> **Stored data**:
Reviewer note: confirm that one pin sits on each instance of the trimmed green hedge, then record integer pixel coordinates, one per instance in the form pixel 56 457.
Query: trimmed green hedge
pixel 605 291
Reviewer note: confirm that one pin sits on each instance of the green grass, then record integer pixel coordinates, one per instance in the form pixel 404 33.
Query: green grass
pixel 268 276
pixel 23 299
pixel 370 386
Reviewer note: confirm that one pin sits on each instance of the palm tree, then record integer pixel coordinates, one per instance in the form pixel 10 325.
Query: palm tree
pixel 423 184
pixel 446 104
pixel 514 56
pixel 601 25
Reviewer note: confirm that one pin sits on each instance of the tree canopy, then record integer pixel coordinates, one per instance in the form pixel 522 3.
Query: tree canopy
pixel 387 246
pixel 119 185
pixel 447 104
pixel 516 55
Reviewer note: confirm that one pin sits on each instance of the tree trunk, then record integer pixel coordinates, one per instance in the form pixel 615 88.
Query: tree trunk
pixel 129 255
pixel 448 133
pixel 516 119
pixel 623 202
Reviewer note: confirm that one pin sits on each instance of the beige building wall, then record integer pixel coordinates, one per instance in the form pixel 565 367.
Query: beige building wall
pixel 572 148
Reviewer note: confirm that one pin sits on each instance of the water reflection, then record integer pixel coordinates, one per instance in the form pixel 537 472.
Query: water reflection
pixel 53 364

...

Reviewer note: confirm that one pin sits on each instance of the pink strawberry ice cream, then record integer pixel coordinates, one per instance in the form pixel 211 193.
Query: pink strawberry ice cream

...

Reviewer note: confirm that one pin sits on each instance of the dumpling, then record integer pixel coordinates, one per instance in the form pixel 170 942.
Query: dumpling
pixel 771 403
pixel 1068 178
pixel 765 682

> **Exercise description**: Rewrite the listing from the line with "pixel 565 367." up to and including the line with "pixel 53 364", substituting "tan stone wall" for "beige building wall" and leaving everything else unchanged.

> **Worked answer**:
Reviewer note: confirm that one pin sits on each instance of the tan stone wall, then record integer pixel coordinates, one per instance in the form pixel 565 367.
Query: tan stone wall
pixel 572 148
Reviewer note: confirm that one pin sits on each instance of the water reflection, then record integer pixel coordinates, one per instance in the form pixel 537 472.
Query: water reflection
pixel 53 364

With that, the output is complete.